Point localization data
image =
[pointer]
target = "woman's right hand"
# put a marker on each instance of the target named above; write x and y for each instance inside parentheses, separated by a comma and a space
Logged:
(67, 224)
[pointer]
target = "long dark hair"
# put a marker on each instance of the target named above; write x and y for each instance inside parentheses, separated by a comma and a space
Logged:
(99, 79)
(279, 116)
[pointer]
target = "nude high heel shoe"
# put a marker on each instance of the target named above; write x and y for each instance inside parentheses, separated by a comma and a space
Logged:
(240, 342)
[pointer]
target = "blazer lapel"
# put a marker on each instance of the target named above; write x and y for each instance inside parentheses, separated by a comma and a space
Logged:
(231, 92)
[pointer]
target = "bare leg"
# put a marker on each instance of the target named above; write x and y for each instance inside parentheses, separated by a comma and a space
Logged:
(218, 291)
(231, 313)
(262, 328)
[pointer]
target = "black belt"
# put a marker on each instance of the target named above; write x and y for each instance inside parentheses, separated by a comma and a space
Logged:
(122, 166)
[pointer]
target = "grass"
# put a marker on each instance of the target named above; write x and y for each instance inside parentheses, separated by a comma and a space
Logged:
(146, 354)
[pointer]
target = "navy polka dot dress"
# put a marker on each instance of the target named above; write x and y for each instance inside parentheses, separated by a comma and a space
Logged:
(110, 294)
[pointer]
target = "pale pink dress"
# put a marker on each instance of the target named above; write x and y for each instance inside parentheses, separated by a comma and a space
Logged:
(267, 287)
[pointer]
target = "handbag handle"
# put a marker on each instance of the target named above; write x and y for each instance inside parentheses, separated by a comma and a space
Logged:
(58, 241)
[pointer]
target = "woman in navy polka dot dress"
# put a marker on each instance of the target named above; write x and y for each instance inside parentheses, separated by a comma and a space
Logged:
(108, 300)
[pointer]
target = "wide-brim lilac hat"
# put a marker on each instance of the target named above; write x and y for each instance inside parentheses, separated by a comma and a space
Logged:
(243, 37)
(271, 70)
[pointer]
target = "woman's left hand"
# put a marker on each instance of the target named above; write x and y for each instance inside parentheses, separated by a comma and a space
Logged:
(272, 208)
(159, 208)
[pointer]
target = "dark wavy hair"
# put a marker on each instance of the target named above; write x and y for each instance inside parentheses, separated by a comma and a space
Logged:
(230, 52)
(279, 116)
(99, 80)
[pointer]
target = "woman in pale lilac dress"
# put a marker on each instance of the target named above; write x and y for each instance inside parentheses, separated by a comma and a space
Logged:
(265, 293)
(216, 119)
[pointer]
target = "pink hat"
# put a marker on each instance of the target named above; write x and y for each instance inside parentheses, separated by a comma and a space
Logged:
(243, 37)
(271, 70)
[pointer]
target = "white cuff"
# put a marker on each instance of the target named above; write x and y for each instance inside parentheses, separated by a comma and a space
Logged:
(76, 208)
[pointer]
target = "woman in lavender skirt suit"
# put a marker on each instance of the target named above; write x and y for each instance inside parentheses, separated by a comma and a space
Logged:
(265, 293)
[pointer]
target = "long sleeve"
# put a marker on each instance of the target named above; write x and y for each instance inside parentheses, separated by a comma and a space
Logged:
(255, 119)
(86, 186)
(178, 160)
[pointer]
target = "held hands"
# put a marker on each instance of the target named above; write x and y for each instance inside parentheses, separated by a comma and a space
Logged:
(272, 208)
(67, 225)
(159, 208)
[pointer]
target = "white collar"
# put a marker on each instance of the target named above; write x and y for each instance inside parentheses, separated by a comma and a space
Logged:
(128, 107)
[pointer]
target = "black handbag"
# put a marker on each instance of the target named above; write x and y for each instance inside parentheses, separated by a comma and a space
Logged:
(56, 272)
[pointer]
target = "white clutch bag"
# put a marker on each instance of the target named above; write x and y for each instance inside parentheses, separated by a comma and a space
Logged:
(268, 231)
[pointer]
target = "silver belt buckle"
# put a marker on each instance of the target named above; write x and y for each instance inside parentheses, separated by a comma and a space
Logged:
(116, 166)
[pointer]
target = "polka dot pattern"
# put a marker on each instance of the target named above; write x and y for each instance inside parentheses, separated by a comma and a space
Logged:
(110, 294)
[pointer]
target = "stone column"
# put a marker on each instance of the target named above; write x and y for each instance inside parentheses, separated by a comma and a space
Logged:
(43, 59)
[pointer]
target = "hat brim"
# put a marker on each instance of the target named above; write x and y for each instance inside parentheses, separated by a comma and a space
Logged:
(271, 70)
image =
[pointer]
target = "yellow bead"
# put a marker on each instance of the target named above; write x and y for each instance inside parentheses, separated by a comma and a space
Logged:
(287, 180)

--

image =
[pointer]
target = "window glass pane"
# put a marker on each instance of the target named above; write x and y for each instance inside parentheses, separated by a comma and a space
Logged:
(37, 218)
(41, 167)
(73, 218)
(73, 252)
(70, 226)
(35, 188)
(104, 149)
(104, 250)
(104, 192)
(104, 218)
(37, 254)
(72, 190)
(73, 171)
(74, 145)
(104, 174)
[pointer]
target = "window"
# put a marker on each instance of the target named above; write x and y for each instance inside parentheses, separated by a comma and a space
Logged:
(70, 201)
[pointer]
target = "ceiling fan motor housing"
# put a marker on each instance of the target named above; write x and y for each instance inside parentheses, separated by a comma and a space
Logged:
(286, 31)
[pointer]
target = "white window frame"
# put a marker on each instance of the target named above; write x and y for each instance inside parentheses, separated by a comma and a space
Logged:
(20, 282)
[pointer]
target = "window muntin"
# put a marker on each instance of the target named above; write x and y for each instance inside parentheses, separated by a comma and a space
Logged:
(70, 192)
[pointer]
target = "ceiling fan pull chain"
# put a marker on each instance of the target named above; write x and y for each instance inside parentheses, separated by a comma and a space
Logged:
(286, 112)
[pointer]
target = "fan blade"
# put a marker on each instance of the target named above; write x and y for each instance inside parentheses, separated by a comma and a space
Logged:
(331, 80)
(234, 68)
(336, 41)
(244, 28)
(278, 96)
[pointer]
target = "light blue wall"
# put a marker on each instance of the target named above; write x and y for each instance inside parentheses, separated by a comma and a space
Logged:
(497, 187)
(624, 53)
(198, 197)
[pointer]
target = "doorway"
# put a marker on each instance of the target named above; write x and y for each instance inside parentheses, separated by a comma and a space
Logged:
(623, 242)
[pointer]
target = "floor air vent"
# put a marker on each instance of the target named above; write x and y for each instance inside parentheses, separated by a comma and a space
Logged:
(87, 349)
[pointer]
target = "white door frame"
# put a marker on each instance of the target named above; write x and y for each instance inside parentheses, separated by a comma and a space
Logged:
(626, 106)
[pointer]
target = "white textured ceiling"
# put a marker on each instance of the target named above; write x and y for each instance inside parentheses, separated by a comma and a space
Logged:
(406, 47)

→ **WHAT IS EXPECTED**: Search each line of the data above for "lilac", and copy the lines where it occurs.

→ **TASK RESULT**:
target = "wide-brim lilac hat"
target = "woman in pale lilac dress"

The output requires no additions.